▸ DOCUMENT
>> start

Immigrants face slightly more opportunities than obstacles for societal integration in Chile, which scores 53 on the 100-point MIPEX scale (MIPEX 56 average scor eis 49). Chile’s integration policies are similar to other Latin American countries but less advanced than in Argentina and Brazil.
Chile’s approach to integration is classified by MIPEX as ‘equality on paper’ only. Immigrants in Chile enjoy basic rights and half-way favourable long-term security, but they do not enjoy equal opportunities. Although immigrants in Chile enjoy overall halfway favourable policies, major obstacles emerge for immigrants in the labour market, education and political participation.
A country’s approach to integration matters because policies influence whether or not integration works as a two-way process. The way that governments treat immigrants strongly influences how well immigrants and the public interact and think of each other. Drawing on 130 independent scientific studies using MIPEX, integration policies emerge as one of the strongest factors shaping not only the public’s willingness to accept and interact with immigrants, but also immigrants’ own attitudes, belonging, participation and even health in their new home country.

>> end

▸ STATED PROBLEM
In the text on Chile's integration policies, how does MIPEX classify Chile's approach to integration?

[Extracted data entries]
>> start

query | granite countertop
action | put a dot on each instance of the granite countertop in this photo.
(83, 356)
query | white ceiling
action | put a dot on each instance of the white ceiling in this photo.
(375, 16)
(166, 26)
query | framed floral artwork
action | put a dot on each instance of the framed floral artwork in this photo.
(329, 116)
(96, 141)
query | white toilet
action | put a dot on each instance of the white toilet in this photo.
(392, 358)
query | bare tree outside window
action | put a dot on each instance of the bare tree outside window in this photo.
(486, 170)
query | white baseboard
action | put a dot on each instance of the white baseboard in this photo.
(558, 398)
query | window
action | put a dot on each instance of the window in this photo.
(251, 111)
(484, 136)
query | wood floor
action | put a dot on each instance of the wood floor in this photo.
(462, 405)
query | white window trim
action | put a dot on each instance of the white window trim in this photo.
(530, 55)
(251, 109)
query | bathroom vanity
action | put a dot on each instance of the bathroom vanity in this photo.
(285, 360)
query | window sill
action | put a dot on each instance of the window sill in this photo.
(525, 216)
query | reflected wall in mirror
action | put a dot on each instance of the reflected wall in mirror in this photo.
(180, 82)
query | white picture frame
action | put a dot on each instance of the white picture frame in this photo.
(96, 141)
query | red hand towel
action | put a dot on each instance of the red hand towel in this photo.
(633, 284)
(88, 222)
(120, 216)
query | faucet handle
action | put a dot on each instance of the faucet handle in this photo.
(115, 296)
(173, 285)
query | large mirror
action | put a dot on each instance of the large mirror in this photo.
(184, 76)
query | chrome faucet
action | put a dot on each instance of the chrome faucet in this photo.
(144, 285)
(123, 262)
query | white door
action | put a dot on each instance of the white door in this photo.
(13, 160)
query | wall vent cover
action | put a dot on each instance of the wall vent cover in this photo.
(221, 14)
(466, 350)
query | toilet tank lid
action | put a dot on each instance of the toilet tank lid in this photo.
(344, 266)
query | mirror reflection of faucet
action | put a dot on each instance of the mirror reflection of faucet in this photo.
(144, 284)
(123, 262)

>> end

▸ REPLY TO THE TASK
MIPEX classifies it as "equality on paper" only.